Can you reproduce every one of the records below line for line, without changing a single character?

— begin INPUT DATA —

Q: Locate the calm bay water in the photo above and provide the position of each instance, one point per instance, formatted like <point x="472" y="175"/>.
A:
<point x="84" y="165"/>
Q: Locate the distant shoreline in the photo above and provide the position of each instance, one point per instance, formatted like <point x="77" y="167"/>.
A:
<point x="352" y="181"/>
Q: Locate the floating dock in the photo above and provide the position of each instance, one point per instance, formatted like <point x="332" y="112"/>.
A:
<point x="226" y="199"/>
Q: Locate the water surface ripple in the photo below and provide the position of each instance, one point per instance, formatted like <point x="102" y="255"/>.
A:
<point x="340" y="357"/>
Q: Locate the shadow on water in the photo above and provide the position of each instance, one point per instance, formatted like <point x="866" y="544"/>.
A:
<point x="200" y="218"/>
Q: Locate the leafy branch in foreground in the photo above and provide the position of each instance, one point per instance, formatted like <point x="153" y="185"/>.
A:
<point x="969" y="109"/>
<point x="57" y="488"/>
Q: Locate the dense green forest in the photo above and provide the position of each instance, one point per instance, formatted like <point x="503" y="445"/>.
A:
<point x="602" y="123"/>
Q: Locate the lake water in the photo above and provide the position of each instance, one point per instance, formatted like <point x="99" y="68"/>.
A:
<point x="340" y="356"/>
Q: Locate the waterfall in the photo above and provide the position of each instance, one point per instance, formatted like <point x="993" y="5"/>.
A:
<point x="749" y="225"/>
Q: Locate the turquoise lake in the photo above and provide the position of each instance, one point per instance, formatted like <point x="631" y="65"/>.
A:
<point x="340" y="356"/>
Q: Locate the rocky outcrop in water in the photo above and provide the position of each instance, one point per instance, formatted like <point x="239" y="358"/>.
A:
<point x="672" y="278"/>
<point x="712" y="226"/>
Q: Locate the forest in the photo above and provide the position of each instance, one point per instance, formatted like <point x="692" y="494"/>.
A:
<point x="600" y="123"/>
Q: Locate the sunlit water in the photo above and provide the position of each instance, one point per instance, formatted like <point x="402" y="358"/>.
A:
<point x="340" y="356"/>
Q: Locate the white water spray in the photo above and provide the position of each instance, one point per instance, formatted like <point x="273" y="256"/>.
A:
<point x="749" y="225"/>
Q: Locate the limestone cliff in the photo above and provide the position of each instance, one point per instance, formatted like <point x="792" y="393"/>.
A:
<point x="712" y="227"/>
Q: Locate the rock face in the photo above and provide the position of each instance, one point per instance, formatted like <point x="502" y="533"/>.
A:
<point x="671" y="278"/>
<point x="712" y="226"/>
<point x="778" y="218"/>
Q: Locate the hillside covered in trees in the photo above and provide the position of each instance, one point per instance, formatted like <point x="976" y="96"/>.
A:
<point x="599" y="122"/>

— end INPUT DATA —

• _RESULT BELOW_:
Q: Locate the calm bay water in the photo above and provide the position of each instance, one point per instance, formatted like <point x="472" y="175"/>.
A:
<point x="84" y="165"/>
Q: Locate the distant shoreline in the photo above and provide the position of each instance, one point per instance, formatted like <point x="77" y="167"/>.
A:
<point x="352" y="181"/>
Q: Locate the floating dock in the photo above and provide the position of each instance, one point per instance, formatted like <point x="332" y="112"/>.
A:
<point x="226" y="199"/>
Q: Locate the water surface ripple in the photo below and provide the position of each instance, one point per instance, formatted like <point x="102" y="255"/>.
A:
<point x="340" y="357"/>
Q: Locate the shadow on water in the photo above and provide the position of each instance, one point per instance, formatted like <point x="866" y="544"/>.
A:
<point x="200" y="218"/>
Q: Locate the leafy branch in foreground in the photo above and provide the position of each instance, one point per instance, formatted like <point x="153" y="185"/>.
A:
<point x="969" y="109"/>
<point x="57" y="488"/>
Q: Locate the dense green forest in the photo above and provide the position of each instance, one point per instance, formatted like <point x="503" y="445"/>.
A:
<point x="602" y="123"/>
Q: Locate the lake water in the photo above and provide the position of each instance, one point per instance, formatted like <point x="99" y="68"/>.
A:
<point x="340" y="356"/>
Q: Locate the waterfall in the photo above and provide the position of each instance, one point per instance, formatted like <point x="993" y="5"/>.
A:
<point x="749" y="225"/>
Q: Locate the turquoise lake in the photo above and provide the position of each instance, one point per instance, formatted like <point x="631" y="65"/>.
A:
<point x="340" y="356"/>
Q: Locate the rocky outcrop in water in the photo above and provide the position of each instance, one point per instance, formatted like <point x="239" y="358"/>.
A:
<point x="672" y="278"/>
<point x="712" y="226"/>
Q: Locate the forest in the photo above and provide the position of each instance, one point per instance, formatted like <point x="692" y="494"/>.
A:
<point x="600" y="123"/>
Q: Locate the sunlit water in the photo above and provide the position of each instance, one point per instance, formatted like <point x="402" y="358"/>.
A:
<point x="340" y="356"/>
Q: Locate the white water spray in the photo above and provide the position of each instance, one point per instance, formatted like <point x="273" y="256"/>.
A:
<point x="749" y="225"/>
Q: Locate the limestone cliff in the photo above and provide the position of each instance, one point per instance, formatted like <point x="792" y="393"/>.
A:
<point x="712" y="227"/>
Q: Locate the rock face in the photo above and provide the position of each instance, one point per instance, formatted like <point x="502" y="533"/>.
A:
<point x="671" y="278"/>
<point x="712" y="226"/>
<point x="778" y="218"/>
Q: Locate the hillside covered in trees in the photo above and provide the position of each instance, one point per instance, formatted like <point x="976" y="96"/>.
A:
<point x="599" y="122"/>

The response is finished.